**CONSIGNE A:**
Extrayez du texte sur les allergies croisées le passage allant de "Cela peut provenir" à "ou la noisette.".
**CONSIGNE B:**
D'après le texte sur les allergies croisées, les affirmations suivantes sont-elles exactes ? Répondez par oui ou par non, en citant les mots décisifs du texte. (i) Les personnes allergiques au pollen de bouleau réagissent souvent après avoir mangé des fruits de la famille des rosacées. (ii) Les réactions croisées avec le pollen de graminées sont plus fréquentes que celles liées au pollen des arbres. (iii) Le système immunitaire fait la distinction entre les protéines du bouleau et celles de la pomme.

La période des pollens dure désormais quasiment toute l’année. Bonjour gorge irritée, nez qui coule, yeux qui piquent… Comme si cela ne suffisait pas, les individus qui souffrent du rhume des foins développent souvent des allergies alimentaires. L’allergie croisée est une réaction immunitaire déclenchée par la présence d’un allergène, de structure semblable ou très proche d’une substance à laquelle l’organisme est déjà sensibilisé, même si elles n’ont a priori rien en commun.
Cela peut provenir d’une simple pomme. Les personnes allergiques aux pollens des arbres comme le bouleau, l’aulne ou le noisetier, présentent fréquemment un syndrome d’allergie orale après avoir consommé des fruits de la famille des rosacées (pomme, poire, pêche, cerise, abricot, etc.) et certains oléagineux comme l’amande ou la noisette.
Le système immunitaire ne fait pas la distinction entre les protéines du bouleau et celles de la pomme. Des réactions croisées peuvent également survenir avec le pollen de graminées, mais elles sont moins fréquentes.

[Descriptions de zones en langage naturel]
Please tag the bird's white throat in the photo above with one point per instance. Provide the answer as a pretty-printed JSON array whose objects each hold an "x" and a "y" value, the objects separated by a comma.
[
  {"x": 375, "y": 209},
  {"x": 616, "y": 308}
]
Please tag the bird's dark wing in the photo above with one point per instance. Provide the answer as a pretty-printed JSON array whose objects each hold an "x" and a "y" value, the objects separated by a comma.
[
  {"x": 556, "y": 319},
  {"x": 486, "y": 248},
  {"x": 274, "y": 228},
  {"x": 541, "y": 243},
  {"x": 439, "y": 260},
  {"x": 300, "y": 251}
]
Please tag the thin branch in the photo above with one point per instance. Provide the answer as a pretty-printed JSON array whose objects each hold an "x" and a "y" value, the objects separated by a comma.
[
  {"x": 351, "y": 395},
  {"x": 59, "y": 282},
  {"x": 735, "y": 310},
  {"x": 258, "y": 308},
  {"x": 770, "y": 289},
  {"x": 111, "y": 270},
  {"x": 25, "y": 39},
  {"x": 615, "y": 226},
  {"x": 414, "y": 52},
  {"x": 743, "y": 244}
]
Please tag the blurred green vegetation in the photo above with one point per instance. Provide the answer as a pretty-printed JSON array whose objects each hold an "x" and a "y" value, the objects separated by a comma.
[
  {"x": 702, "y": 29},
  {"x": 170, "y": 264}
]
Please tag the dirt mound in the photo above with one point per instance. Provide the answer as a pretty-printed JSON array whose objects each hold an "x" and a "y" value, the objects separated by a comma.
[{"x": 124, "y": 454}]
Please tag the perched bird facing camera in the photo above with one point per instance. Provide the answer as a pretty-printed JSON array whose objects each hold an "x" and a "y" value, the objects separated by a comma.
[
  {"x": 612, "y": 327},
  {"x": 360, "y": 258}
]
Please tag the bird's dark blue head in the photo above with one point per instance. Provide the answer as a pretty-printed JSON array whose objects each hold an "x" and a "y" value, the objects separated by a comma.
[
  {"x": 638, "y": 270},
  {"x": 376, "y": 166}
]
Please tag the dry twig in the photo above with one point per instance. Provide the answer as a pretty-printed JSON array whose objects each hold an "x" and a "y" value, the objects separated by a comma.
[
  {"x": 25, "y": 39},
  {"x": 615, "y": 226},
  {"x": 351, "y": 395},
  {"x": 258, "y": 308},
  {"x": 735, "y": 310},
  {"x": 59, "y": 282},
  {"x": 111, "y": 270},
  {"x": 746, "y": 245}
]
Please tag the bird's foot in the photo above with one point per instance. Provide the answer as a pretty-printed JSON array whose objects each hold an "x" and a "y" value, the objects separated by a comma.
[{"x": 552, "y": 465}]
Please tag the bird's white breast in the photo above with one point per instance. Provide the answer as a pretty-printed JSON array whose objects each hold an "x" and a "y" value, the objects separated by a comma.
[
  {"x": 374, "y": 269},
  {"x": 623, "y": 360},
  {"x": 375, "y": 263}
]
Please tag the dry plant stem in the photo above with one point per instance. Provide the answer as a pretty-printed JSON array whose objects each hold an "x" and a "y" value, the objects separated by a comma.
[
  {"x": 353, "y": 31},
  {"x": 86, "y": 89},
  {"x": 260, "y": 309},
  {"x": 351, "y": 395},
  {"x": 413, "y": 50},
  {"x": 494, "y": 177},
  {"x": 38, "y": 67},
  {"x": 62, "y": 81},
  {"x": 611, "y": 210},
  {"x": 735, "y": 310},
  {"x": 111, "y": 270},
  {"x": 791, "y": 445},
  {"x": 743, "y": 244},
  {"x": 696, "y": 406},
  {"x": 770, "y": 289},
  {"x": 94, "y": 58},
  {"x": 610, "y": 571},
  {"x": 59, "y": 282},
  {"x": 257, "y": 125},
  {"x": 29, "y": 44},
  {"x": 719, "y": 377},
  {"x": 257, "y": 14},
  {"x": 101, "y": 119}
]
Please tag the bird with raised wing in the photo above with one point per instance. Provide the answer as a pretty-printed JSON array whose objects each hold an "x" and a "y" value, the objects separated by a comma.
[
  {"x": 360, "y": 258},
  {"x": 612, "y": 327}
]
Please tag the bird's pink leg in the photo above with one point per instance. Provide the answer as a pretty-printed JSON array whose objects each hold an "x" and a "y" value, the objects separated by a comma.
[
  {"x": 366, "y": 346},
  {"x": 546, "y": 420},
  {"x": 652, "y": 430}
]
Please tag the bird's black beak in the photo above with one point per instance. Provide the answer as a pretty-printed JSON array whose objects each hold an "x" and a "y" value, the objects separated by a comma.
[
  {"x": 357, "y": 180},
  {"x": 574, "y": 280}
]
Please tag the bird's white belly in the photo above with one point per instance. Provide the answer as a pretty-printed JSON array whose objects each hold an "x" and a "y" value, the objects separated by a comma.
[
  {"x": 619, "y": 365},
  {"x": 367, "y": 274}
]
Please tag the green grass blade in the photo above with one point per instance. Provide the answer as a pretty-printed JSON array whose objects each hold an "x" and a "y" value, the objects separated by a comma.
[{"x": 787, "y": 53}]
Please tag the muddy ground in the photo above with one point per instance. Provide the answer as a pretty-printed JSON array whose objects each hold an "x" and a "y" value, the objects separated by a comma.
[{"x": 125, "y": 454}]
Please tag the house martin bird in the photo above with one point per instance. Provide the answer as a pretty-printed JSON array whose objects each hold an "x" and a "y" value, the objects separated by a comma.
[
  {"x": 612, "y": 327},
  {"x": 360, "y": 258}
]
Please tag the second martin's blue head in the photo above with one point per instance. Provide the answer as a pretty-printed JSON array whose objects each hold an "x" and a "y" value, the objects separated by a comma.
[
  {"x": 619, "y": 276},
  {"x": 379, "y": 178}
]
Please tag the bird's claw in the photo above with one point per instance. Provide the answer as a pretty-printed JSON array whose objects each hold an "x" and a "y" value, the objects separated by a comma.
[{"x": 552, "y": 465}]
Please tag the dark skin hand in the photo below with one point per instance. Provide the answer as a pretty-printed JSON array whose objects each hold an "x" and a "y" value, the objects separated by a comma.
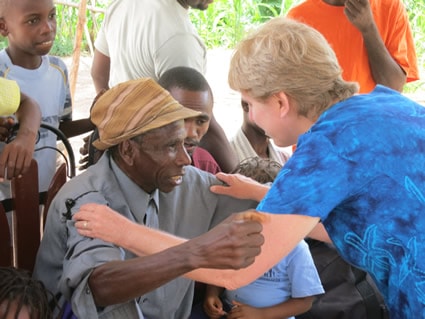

**RÉPONSE ATTENDUE A:**
Cela peut provenir d’une simple pomme. Les personnes allergiques aux pollens des arbres comme le bouleau, l’aulne ou le noisetier, présentent fréquemment un syndrome d’allergie orale après avoir consommé des fruits de la famille des rosacées (pomme, poire, pêche, cerise, abricot, etc.) et certains oléagineux comme l’amande ou la noisette.

**RÉPONSE ATTENDUE B:**
(i) Oui : « Les personnes allergiques aux pollens des arbres comme le bouleau, l’aulne ou le noisetier, présentent fréquemment un syndrome d’allergie orale après avoir consommé des fruits de la famille des rosacées »
(ii) Non : « Des réactions croisées peuvent également survenir avec le pollen de graminées, mais elles sont moins fréquentes. »
(iii) Non : « Le système immunitaire ne fait pas la distinction entre les protéines du bouleau et celles de la pomme. »